-- begin Material for this exercise --
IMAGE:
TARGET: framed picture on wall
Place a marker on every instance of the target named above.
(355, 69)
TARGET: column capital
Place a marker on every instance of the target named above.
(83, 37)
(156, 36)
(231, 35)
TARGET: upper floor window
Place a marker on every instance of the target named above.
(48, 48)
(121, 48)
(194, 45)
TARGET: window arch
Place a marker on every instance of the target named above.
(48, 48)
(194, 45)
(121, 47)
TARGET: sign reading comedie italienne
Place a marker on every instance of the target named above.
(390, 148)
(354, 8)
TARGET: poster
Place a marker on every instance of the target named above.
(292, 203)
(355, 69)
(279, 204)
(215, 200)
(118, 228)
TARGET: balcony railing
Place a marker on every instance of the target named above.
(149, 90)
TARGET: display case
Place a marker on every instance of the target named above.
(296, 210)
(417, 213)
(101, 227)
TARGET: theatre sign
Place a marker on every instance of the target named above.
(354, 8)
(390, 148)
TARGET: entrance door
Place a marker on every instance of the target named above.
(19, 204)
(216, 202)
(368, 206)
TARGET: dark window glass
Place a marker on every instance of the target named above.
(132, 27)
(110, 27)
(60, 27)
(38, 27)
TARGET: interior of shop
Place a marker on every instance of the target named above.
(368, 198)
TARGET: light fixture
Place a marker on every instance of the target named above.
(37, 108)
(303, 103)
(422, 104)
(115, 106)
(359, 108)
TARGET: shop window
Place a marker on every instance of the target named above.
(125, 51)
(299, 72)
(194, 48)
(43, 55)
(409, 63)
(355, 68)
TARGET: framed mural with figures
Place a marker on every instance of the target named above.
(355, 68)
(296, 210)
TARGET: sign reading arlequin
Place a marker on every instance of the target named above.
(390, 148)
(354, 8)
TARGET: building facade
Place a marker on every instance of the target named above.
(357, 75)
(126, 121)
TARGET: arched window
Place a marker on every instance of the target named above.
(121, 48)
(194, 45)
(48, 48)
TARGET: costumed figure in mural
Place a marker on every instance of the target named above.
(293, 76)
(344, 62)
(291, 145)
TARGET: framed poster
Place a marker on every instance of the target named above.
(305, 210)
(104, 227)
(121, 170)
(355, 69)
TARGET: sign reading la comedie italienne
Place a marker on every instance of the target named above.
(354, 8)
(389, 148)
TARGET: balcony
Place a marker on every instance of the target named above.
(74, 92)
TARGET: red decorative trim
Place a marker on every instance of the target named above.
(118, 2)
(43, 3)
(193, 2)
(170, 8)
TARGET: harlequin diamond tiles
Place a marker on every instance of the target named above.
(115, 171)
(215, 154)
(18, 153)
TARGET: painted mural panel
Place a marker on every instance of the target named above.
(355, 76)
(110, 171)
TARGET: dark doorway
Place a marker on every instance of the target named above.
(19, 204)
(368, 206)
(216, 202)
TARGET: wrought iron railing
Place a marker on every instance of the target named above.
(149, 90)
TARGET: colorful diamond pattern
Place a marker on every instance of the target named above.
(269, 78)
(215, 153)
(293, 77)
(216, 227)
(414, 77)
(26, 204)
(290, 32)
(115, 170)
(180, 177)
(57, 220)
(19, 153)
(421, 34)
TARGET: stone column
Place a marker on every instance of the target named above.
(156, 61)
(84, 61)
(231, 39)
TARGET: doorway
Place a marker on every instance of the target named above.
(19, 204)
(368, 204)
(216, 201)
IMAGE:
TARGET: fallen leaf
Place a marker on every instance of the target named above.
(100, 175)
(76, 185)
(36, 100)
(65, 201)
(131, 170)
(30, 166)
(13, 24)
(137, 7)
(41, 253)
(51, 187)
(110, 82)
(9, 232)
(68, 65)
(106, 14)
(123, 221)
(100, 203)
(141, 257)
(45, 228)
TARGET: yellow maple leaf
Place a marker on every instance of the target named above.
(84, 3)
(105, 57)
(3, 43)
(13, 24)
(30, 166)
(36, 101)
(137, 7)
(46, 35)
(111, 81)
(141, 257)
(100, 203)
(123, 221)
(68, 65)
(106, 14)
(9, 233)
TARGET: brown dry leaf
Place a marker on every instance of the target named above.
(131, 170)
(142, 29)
-- end Material for this exercise --
| Task directions |
Please quote the records above exactly, without skipping a line.

| Exercise answer |
IMAGE:
TARGET: framed picture on wall
Place a marker on every instance of the target named above.
(355, 69)
TARGET: column capital
Place a marker on every instance of the target named above.
(83, 37)
(156, 36)
(231, 35)
TARGET: upper floor window
Place a marker on every instance of the target named above.
(48, 48)
(121, 48)
(194, 45)
TARGET: window arch
Place a marker on every instance of the target named above.
(48, 48)
(194, 45)
(121, 47)
TARGET: sign reading comedie italienne
Place a marker on every instance of the target named above.
(390, 148)
(354, 8)
TARGET: poster
Place a marker on every instance of the target named above.
(292, 203)
(355, 69)
(279, 204)
(215, 200)
(118, 228)
TARGET: balcony railing
Place a marker on every instance of the target named above.
(149, 90)
TARGET: display case
Place a marker on every instance of the target named above.
(296, 210)
(417, 213)
(101, 227)
TARGET: theatre sign
Place a marker on every instance of the target named above.
(354, 8)
(390, 148)
TARGET: entrance door
Place a marker on every instance of the target named above.
(19, 204)
(216, 202)
(368, 206)
TARGET: dark window glass
Place a marker on every instance of the target named above.
(132, 27)
(110, 27)
(60, 27)
(38, 27)
TARGET: interior of shop
Place a marker on every instance of the target named above.
(368, 198)
TARGET: light fixture
Place a marker on every instance of the target named above.
(37, 108)
(303, 103)
(422, 104)
(115, 106)
(359, 108)
TARGET: shop window
Place a marker on every instance of the target named above.
(125, 51)
(299, 72)
(194, 48)
(43, 55)
(409, 63)
(355, 68)
TARGET: framed mural with figures
Place a marker on every instance of the target named above.
(355, 68)
(296, 210)
TARGET: sign reading arlequin
Place a marker on every instance of the target named above.
(390, 148)
(354, 8)
TARGET: building facade
Place a marker on every instance of the target named above.
(357, 75)
(126, 121)
TARGET: arched window
Place a marker on every instance of the target named above.
(121, 48)
(194, 45)
(48, 48)
TARGET: costumed figure in mural
Place a marker on every instance of the target named above.
(293, 76)
(344, 62)
(291, 145)
TARGET: framed poster
Place a marker on every instance of the target named above.
(305, 210)
(104, 227)
(121, 170)
(355, 69)
TARGET: sign reading la comedie italienne
Place a marker on every instance of the target named above.
(354, 8)
(389, 148)
TARGET: balcony
Place a marker on every instance of the target named above.
(74, 92)
TARGET: red decorative trim
Place a marker on every instance of the target named above.
(118, 2)
(43, 3)
(193, 2)
(170, 8)
TARGET: harlequin diamond tiles
Place a marker on every instance of the target named above.
(115, 171)
(215, 154)
(18, 153)
TARGET: painted mural panel
Place a marker on every instance of the target named above.
(355, 76)
(110, 171)
TARGET: dark doorway
Place a marker on every instance of the target named above.
(19, 204)
(368, 206)
(216, 202)
TARGET: wrought iron railing
Place a marker on every instance of the target named above.
(149, 90)
TARGET: colorful diamond pattern
Place a marker on every instance of the target named above.
(269, 78)
(215, 153)
(293, 77)
(216, 227)
(414, 77)
(26, 204)
(290, 32)
(115, 170)
(180, 177)
(57, 220)
(19, 153)
(421, 34)
TARGET: stone column
Place a marker on every instance of the target named above.
(156, 61)
(84, 61)
(231, 39)
TARGET: doorway
Place a marker on every instance of the target named above.
(19, 204)
(368, 204)
(216, 201)
IMAGE:
TARGET: fallen leaf
Place a marker on every instance of the target named above.
(100, 175)
(76, 185)
(36, 100)
(65, 201)
(131, 170)
(30, 166)
(13, 24)
(137, 7)
(41, 253)
(51, 187)
(110, 82)
(9, 232)
(68, 65)
(106, 14)
(123, 221)
(100, 203)
(141, 257)
(45, 228)
TARGET: yellow maple leaf
Place a marker on every instance of the target named above.
(84, 3)
(105, 57)
(3, 43)
(13, 24)
(30, 166)
(36, 101)
(137, 7)
(46, 35)
(111, 81)
(141, 257)
(100, 203)
(123, 221)
(68, 65)
(106, 14)
(9, 233)
TARGET: brown dry leaf
Place a marker on every instance of the target named above.
(131, 170)
(142, 29)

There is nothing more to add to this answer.